— What to work on —
Exactly reproduce each entry, leaving out nothing.

§ §

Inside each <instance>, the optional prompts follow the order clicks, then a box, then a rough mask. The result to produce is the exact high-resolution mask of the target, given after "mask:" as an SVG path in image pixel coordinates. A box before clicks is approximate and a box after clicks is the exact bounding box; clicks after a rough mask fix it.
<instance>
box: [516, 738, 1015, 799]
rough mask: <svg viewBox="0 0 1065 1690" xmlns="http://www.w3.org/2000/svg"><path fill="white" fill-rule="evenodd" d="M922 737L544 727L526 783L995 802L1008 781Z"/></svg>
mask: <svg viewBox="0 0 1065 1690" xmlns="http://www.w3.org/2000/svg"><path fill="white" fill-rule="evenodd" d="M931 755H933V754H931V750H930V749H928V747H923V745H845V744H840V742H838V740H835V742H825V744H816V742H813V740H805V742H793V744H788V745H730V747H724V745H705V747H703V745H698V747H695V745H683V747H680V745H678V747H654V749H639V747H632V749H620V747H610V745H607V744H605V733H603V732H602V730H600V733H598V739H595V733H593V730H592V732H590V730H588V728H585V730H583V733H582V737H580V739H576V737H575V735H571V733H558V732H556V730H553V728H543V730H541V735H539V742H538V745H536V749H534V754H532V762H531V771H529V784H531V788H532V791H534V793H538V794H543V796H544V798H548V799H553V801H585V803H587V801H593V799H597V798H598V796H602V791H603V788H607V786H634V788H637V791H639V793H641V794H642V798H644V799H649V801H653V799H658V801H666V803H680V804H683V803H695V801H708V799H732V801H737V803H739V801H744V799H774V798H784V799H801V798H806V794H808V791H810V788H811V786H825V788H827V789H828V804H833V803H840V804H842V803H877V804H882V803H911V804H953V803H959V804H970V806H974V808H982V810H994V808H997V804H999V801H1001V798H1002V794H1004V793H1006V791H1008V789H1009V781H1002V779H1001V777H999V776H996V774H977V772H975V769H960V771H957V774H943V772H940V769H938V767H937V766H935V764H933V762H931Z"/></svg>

§ §

— Task result —
Inside each <instance>, the optional prompts follow the order clicks, then a box, then a rough mask. The result to produce is the exact high-resolution mask of the target, given after "mask:" as an SVG path in image pixel coordinates. A box before clicks is approximate and a box after clicks is the exact bounding box; clicks after a rough mask fix it.
<instance>
box: [516, 738, 1015, 799]
rough mask: <svg viewBox="0 0 1065 1690" xmlns="http://www.w3.org/2000/svg"><path fill="white" fill-rule="evenodd" d="M922 737L544 727L526 783L995 802L1008 781Z"/></svg>
mask: <svg viewBox="0 0 1065 1690" xmlns="http://www.w3.org/2000/svg"><path fill="white" fill-rule="evenodd" d="M931 755H933V754H931V750H930V749H928V747H923V745H845V744H840V742H838V740H835V742H825V744H816V742H813V740H805V742H793V744H788V745H730V747H724V745H705V747H703V745H698V747H695V745H683V747H680V745H678V747H654V749H639V747H632V749H620V747H610V745H607V744H605V733H603V732H602V730H600V733H598V739H595V733H593V730H592V732H590V730H588V728H585V730H583V733H582V737H580V739H576V737H575V735H571V733H558V732H556V730H553V728H543V730H541V735H539V742H538V745H536V749H534V754H532V762H531V771H529V784H531V788H532V791H534V793H538V794H543V796H544V798H548V799H553V801H585V803H587V801H593V799H597V798H598V796H602V791H603V788H607V786H634V788H637V791H639V793H641V794H642V798H644V799H649V801H653V799H658V801H666V803H680V804H683V803H695V801H708V799H732V801H737V803H739V801H744V799H774V798H784V799H801V798H806V794H808V791H810V788H811V786H825V788H827V789H828V804H833V803H840V804H842V803H877V804H882V803H911V804H953V803H959V804H970V806H974V808H982V810H994V808H997V804H999V801H1001V798H1002V794H1004V793H1006V791H1008V789H1009V781H1002V779H1001V777H999V776H996V774H977V772H975V769H960V771H957V774H943V772H940V769H938V767H937V766H935V764H933V762H931Z"/></svg>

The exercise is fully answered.